● WORK TO BE COMPLETED: Word for word, transcribe the lines from the one containing "Where can the horizontal" through the end of the entries, both included, and nothing else.

━━━━━━━━━━━━━━━━

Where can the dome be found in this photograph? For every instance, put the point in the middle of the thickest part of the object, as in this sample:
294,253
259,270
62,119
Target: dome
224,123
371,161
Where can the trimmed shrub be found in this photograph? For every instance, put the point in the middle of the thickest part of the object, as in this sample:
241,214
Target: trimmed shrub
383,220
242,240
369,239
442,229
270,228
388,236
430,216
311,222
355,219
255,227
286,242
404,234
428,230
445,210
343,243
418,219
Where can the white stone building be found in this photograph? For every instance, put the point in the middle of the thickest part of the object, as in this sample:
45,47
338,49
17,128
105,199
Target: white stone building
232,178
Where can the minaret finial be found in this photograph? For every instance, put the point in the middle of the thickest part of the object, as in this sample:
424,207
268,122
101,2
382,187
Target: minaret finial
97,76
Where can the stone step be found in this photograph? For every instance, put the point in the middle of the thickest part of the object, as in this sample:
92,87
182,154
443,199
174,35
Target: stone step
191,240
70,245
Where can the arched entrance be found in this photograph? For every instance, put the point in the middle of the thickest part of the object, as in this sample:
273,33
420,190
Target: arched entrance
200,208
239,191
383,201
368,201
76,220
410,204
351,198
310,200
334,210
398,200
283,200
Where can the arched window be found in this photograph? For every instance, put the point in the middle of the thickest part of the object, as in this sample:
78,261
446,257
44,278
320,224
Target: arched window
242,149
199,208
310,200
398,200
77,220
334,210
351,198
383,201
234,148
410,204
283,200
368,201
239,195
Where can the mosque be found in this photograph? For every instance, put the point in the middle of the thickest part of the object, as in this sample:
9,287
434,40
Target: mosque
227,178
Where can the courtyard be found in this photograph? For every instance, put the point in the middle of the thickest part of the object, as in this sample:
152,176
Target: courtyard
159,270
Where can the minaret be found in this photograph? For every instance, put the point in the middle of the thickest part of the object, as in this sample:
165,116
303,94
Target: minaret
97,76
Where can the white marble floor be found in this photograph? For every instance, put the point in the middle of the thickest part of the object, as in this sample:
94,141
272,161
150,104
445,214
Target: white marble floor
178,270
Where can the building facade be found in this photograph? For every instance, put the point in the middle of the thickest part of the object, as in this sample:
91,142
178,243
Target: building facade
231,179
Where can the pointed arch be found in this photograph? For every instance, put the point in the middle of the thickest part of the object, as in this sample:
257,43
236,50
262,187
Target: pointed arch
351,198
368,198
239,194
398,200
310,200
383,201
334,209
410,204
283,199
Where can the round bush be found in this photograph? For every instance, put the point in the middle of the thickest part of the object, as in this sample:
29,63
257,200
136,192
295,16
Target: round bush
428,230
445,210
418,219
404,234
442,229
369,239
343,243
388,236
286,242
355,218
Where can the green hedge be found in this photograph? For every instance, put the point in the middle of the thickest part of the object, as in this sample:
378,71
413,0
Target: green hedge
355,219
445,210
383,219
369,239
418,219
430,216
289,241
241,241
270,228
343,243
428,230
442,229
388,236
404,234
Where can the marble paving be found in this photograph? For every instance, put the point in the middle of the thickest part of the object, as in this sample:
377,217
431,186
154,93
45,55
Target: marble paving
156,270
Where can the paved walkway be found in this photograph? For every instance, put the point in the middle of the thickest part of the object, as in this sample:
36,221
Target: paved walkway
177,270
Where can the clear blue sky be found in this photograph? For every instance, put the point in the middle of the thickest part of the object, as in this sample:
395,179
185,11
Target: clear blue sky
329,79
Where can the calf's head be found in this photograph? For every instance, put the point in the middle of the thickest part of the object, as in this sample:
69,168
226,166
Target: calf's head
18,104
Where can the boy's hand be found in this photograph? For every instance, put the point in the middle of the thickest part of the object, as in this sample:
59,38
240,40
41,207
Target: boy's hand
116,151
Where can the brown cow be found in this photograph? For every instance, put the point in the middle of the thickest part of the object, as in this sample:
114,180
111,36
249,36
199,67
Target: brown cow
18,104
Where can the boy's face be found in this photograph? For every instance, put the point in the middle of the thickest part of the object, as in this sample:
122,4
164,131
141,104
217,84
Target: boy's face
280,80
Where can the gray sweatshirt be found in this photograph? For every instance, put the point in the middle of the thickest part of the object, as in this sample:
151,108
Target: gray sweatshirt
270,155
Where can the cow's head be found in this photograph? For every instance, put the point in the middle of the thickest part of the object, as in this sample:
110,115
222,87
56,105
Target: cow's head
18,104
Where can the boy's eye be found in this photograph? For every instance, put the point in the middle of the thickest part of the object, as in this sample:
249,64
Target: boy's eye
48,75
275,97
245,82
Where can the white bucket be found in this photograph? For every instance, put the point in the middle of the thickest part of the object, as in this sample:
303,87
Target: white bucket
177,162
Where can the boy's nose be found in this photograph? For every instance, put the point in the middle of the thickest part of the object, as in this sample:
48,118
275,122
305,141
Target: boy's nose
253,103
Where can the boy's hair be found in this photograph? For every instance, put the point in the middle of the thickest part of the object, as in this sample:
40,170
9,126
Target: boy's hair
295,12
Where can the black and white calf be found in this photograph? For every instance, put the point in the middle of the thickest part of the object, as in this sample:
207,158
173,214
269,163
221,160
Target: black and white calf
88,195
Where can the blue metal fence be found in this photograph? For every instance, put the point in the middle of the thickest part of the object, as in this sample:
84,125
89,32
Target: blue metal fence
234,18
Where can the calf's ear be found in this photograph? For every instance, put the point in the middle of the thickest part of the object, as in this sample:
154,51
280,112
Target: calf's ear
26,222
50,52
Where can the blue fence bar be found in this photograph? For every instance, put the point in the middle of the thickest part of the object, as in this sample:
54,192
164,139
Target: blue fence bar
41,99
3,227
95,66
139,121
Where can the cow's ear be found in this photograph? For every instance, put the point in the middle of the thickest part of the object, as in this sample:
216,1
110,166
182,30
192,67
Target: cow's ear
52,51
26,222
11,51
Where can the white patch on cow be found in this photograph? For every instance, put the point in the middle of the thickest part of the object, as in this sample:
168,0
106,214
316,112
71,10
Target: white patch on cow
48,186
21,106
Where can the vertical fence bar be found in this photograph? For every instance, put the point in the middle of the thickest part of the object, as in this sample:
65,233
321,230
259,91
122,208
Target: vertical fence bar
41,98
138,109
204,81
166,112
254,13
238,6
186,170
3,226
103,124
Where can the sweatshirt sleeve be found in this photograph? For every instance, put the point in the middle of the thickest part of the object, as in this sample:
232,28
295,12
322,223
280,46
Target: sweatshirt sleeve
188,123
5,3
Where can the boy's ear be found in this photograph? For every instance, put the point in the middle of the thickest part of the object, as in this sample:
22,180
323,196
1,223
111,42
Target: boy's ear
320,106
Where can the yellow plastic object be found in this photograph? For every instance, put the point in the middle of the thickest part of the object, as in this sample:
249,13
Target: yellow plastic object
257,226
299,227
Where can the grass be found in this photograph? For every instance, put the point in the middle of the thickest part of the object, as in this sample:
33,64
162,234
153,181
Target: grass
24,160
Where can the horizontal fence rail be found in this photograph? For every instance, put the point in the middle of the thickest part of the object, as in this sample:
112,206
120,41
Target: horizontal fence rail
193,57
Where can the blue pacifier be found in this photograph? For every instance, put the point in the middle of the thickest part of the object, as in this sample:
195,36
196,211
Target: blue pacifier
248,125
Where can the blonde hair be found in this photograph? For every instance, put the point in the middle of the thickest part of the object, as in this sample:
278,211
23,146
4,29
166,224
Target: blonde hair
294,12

━━━━━━━━━━━━━━━━

● THE ANSWER:
Where can the horizontal fence rail be found in this photograph? For every instance, put the point in the middle of the thickest part of the object, as in this sample:
112,206
120,41
Target: horizontal fence rail
193,57
Where can the blue pacifier be found in this photograph? For every instance, put the point in the middle of the thickest part of the object, as in this sample:
195,36
196,211
Target: blue pacifier
248,125
Where can the blonde hair be found in this photograph? For every instance, put the point in the middle of the thickest part of the object, as in this sample:
278,211
23,146
4,29
166,224
Target: blonde hair
294,12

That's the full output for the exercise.